▶ _EXERCISE_:
Nothing but the line with "spot the dark blue jeans" and the lines after it, through the end of the records below, is to be repeated, exactly as it is.

•••••

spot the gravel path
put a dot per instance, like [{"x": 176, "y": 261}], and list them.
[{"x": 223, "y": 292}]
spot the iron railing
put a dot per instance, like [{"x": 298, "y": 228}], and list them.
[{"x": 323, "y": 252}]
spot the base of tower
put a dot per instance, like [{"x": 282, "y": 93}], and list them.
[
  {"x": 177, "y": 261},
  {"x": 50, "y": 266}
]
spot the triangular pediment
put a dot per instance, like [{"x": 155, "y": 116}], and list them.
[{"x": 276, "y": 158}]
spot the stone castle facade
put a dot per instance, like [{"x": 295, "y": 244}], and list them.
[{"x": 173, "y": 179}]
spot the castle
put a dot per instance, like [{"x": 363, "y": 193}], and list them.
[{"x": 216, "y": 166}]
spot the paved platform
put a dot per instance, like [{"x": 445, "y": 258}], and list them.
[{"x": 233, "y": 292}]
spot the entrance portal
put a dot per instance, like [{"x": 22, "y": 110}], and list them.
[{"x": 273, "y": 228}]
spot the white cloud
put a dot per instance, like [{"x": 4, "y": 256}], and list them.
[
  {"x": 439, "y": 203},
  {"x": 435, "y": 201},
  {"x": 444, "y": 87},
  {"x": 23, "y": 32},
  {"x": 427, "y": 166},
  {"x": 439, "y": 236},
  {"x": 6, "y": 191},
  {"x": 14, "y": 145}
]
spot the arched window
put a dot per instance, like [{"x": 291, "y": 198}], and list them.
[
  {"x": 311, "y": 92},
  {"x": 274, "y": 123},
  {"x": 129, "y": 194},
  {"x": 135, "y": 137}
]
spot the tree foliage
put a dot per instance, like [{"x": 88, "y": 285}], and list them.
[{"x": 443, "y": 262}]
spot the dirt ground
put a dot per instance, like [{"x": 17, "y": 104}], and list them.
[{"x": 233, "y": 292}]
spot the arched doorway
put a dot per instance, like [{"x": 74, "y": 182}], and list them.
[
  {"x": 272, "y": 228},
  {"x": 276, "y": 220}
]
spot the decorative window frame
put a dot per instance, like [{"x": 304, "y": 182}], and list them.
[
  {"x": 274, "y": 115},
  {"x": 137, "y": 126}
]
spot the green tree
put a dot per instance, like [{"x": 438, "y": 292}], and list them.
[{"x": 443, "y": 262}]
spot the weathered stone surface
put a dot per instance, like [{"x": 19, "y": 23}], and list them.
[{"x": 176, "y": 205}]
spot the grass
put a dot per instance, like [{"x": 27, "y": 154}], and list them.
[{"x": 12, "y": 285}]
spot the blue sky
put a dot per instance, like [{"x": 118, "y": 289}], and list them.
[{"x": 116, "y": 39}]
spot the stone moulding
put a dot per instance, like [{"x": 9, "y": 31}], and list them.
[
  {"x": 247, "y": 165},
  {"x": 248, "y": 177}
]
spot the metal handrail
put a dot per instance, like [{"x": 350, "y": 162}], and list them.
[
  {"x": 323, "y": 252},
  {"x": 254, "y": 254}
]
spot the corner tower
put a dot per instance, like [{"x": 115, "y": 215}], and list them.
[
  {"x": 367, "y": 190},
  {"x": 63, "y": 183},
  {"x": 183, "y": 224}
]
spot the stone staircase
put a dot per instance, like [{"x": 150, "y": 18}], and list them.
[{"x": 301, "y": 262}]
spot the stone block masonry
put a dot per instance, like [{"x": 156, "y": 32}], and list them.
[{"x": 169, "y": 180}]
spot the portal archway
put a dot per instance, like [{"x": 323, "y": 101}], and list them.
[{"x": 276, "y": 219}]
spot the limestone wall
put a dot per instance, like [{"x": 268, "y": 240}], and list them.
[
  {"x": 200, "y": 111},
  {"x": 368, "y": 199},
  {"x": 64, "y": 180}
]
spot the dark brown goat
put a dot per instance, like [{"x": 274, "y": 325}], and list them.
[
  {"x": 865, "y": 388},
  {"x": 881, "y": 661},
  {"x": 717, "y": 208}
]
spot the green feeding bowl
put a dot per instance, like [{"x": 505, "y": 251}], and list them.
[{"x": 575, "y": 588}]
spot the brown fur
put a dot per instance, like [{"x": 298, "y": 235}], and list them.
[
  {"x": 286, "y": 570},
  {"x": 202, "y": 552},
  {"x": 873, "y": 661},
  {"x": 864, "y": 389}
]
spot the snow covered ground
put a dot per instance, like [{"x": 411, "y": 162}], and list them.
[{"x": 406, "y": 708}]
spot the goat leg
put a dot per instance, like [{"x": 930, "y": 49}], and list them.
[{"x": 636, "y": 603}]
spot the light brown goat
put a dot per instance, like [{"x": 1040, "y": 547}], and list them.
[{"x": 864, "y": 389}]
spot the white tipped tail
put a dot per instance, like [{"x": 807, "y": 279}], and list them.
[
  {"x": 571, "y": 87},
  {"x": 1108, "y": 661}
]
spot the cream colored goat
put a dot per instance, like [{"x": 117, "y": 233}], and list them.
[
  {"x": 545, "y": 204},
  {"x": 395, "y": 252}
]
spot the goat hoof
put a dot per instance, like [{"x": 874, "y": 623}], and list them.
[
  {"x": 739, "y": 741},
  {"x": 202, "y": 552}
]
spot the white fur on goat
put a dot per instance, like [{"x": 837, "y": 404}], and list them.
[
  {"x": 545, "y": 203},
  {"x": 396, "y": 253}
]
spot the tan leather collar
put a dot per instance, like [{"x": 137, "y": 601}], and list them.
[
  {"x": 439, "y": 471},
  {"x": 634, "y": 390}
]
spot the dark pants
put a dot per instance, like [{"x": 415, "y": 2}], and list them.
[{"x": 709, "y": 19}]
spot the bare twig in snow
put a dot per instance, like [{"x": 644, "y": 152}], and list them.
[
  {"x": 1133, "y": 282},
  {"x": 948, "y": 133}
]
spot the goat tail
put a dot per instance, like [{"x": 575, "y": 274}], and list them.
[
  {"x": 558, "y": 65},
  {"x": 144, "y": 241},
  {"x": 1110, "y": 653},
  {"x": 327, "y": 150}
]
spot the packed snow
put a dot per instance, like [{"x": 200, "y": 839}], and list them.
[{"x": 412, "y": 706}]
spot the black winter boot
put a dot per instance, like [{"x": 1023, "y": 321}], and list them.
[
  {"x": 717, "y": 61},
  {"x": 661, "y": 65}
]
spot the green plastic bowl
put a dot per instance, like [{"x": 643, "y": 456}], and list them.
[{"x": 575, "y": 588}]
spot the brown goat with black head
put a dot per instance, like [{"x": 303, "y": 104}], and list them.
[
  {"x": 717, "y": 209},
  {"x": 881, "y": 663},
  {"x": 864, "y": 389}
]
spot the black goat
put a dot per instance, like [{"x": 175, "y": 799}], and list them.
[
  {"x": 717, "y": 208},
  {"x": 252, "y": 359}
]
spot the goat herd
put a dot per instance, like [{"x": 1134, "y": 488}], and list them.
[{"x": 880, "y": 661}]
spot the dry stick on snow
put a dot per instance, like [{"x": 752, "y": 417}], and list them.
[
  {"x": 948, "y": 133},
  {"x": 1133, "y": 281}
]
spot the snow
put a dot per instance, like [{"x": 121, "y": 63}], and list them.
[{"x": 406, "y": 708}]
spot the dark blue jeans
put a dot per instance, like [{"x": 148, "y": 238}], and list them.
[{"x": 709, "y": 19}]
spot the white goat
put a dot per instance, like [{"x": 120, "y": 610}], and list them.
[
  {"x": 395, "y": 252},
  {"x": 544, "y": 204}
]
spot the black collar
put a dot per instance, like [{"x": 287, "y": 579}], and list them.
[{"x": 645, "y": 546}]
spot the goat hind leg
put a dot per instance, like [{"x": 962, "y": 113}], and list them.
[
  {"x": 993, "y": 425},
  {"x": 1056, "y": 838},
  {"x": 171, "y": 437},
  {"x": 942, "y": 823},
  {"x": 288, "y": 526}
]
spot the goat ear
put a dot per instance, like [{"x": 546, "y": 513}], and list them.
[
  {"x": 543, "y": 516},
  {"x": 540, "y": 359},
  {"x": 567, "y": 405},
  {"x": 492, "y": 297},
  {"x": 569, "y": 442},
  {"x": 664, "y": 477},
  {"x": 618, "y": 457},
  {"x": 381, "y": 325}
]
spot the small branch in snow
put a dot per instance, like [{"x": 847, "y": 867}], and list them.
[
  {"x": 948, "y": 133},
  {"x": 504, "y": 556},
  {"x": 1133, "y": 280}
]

•••••

▶ _EXERCISE ANSWER_:
spot the dark blue jeans
put a dot per instance, like [{"x": 148, "y": 238}], and list them.
[{"x": 709, "y": 19}]
spot the white goat
put a dot per instance, like [{"x": 120, "y": 610}], and list them.
[
  {"x": 395, "y": 252},
  {"x": 544, "y": 204}
]
spot the black collar
put a dot per instance, like [{"x": 287, "y": 579}], and list them.
[{"x": 645, "y": 546}]
spot the goat hind leg
put a dot per instance, like [{"x": 962, "y": 113}], and list them.
[
  {"x": 993, "y": 425},
  {"x": 1056, "y": 838},
  {"x": 171, "y": 437},
  {"x": 942, "y": 823},
  {"x": 288, "y": 526}
]
spot the goat ear
put a dot per instance, like [{"x": 546, "y": 513}], and list them.
[
  {"x": 543, "y": 516},
  {"x": 540, "y": 359},
  {"x": 567, "y": 405},
  {"x": 492, "y": 297},
  {"x": 569, "y": 442},
  {"x": 664, "y": 477},
  {"x": 618, "y": 457},
  {"x": 381, "y": 325}
]
spot the small branch in snow
put a dot per instance, like [{"x": 847, "y": 867}], and list them.
[
  {"x": 948, "y": 133},
  {"x": 504, "y": 556},
  {"x": 1133, "y": 280}
]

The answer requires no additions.